### Text section:
++++++++

New Jersey Gov. Phil Murphy (D) has signed a law allowing medical cannabis recommendations to be made via telehealth services. The state first allowed telemedicine recommendations for medical cannabis patients in August 2020 amid the state’s emergency response to the coronavirus pandemic.
In a joint statement, the bill sponsors—Democratic Assemblywomen Pamela Lampitt and Joann Downey—said the law utilizes “today’s technology to help provide easier access to this beneficial medication on behalf of the people who need it the most.”
“Many medicinal marijuana patients suffer from conditions that limit mobility, making frequent visits to the doctor’s office a significant barrier to the medicine they need. The pain relief, muscle relaxation, nausea prevention and anxiety reduction of medical marijuana are too important to the people suffering from severe medical conditions to be hindered by in-person doctor visitation requirements.”—Lampitt and Downey in a press release
Republican state Sen. Declan O’Scanlan, who carried the measure in the chamber, said the reforms “enable qualified medical cannabis patients who are medically fragile and homebound to mitigate their suffering.”

++++++++

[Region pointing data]
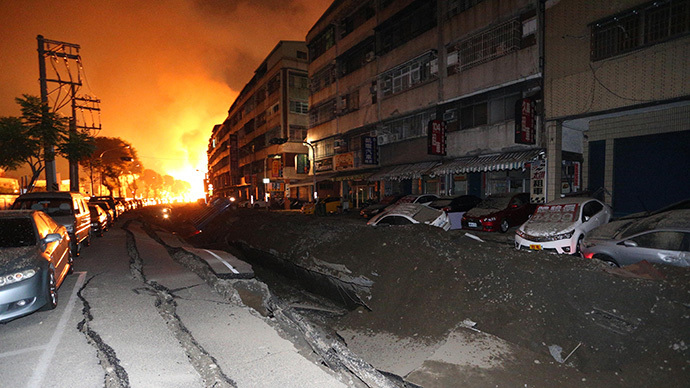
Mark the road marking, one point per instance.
(22, 351)
(222, 261)
(44, 362)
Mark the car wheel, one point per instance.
(606, 259)
(50, 292)
(576, 251)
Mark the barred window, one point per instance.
(322, 78)
(322, 113)
(412, 73)
(647, 24)
(299, 107)
(484, 46)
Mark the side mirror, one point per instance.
(52, 238)
(630, 243)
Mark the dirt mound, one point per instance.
(426, 282)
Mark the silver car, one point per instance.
(35, 258)
(662, 238)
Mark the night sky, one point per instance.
(165, 71)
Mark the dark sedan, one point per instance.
(34, 260)
(499, 212)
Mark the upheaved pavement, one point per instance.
(132, 315)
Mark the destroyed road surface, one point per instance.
(337, 303)
(442, 309)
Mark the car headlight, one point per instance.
(16, 277)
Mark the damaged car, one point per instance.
(560, 225)
(35, 258)
(411, 213)
(662, 238)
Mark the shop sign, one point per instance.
(344, 161)
(302, 163)
(436, 137)
(323, 165)
(369, 150)
(538, 181)
(525, 121)
(276, 168)
(234, 159)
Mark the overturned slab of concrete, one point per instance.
(223, 264)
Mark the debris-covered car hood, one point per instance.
(18, 258)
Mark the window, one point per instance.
(406, 25)
(299, 107)
(649, 23)
(322, 113)
(668, 241)
(410, 74)
(484, 46)
(322, 78)
(457, 6)
(322, 42)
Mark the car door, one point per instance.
(658, 246)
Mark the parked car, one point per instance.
(109, 211)
(376, 208)
(662, 238)
(560, 225)
(499, 212)
(411, 213)
(99, 220)
(35, 258)
(456, 207)
(422, 199)
(65, 207)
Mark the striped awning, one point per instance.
(404, 171)
(494, 162)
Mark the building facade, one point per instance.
(617, 88)
(425, 96)
(258, 150)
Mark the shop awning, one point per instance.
(404, 171)
(310, 181)
(356, 175)
(494, 162)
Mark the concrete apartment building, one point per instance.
(617, 87)
(259, 149)
(425, 96)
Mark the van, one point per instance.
(66, 208)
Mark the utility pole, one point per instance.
(66, 51)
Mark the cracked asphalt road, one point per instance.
(131, 316)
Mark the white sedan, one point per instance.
(411, 213)
(560, 225)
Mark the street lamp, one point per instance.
(313, 166)
(127, 158)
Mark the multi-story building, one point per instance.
(259, 148)
(617, 88)
(425, 96)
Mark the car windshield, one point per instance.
(53, 207)
(555, 214)
(16, 232)
(494, 203)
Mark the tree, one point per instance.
(23, 140)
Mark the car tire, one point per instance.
(50, 292)
(606, 259)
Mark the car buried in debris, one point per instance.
(35, 258)
(411, 213)
(662, 238)
(560, 225)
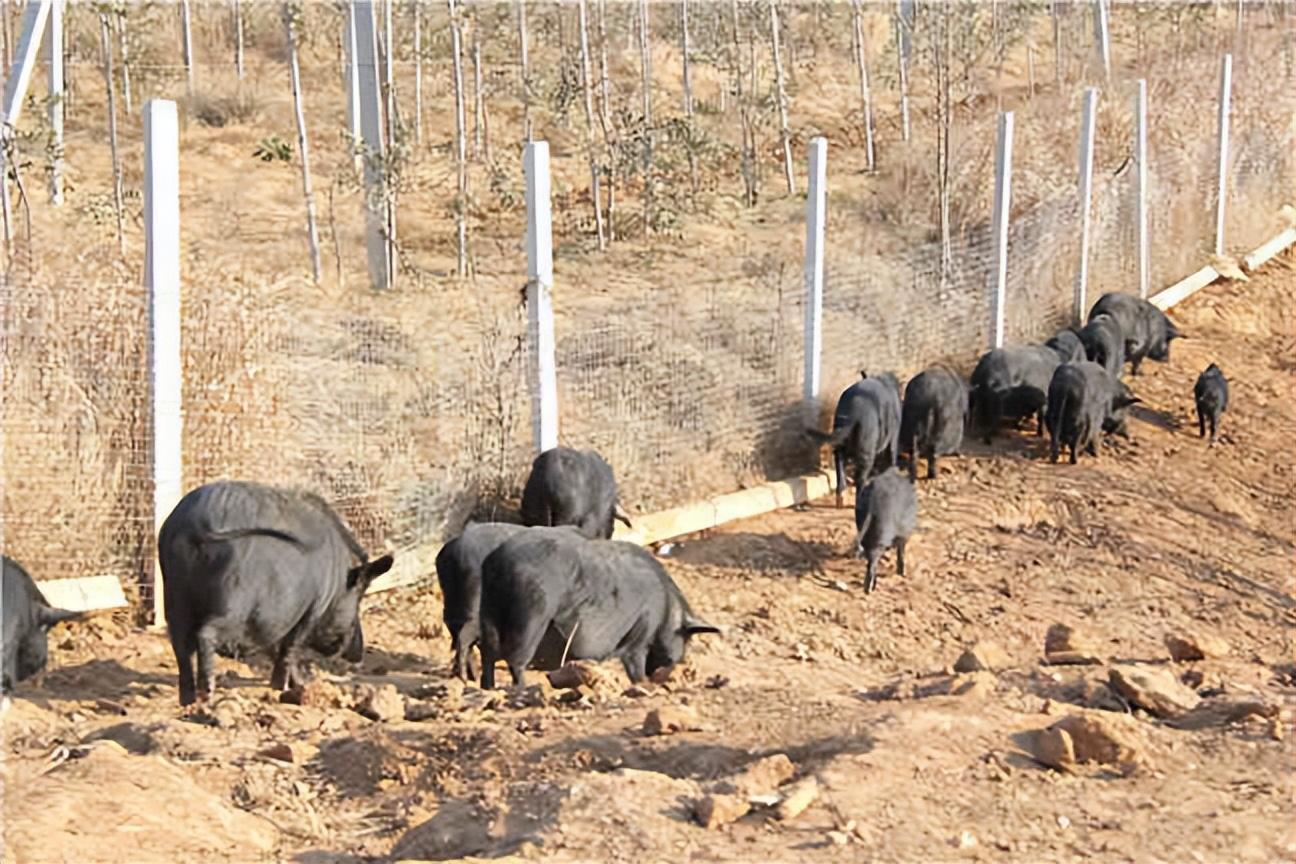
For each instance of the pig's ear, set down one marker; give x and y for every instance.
(695, 626)
(1125, 400)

++++++++

### Your tasks:
a: In the article on New Jersey's medical cannabis telehealth law, when did the state first allow telemedicine recommendations for medical cannabis patients?
b: Resume the article on New Jersey's medical cannabis telehealth law, picking up right after its last sentence.

### Replies:
a: In August 2020, during the state's emergency response to the coronavirus pandemic.

b:
“Those who are terminally ill, in hospice care, confined to long-term care facilities, developmentally disabled, or certified homebound could benefit from easier access to prescriptions,” he said in a press release.
The law—which the governor conditionally vetoed in April over concerns about the 270-day waiting period before enactment—permits health care practitioners to initially authorize any qualifying patient in New Jersey for the medical use of cannabis via telehealth, as long as the use of the telecare is consistent with the standards required for in-person assessment and treatment.
The version signed by Murphy removed the 270-day waiting period and the measure is effective immediately.